## ENTRIES SHOWN
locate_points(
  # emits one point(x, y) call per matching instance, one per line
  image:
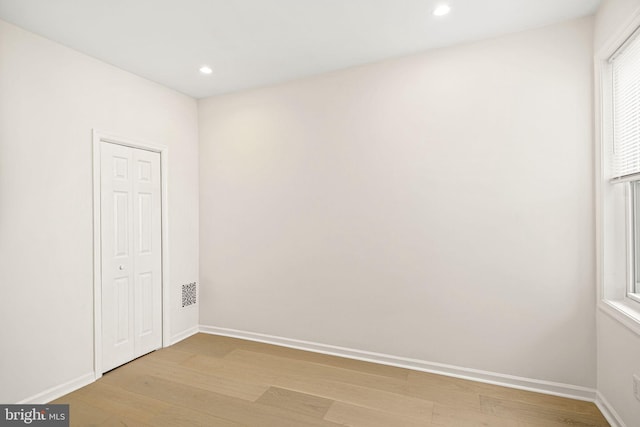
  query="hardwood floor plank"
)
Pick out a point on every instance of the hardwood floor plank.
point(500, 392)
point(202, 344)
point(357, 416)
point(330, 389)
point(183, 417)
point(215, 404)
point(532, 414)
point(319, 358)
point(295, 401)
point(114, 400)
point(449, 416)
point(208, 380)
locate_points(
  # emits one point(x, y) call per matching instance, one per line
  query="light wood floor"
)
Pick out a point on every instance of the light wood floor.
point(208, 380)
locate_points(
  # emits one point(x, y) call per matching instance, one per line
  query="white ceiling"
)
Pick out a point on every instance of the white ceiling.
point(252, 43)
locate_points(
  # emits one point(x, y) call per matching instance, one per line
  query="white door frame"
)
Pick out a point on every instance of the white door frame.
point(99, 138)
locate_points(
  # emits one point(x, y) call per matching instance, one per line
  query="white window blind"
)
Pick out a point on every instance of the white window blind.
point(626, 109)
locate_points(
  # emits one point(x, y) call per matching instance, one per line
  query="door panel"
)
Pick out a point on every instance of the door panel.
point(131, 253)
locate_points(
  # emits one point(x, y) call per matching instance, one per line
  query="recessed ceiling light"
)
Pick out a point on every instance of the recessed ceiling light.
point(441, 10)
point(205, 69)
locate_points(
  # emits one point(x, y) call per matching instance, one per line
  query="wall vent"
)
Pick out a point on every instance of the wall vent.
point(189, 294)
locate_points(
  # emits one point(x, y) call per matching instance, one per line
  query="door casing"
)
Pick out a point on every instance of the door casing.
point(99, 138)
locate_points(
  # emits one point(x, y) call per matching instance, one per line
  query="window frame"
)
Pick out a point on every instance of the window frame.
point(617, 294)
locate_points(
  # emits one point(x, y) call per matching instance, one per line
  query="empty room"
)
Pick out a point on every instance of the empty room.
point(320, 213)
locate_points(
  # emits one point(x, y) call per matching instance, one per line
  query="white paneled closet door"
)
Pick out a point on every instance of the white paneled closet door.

## WHAT YOU HAVE TO DO
Output each line of the listing in which the string "closet" is found.

## WRITTEN ANSWER
  query="white paneled closet door"
Pick out a point on every instance of the white paneled closet door.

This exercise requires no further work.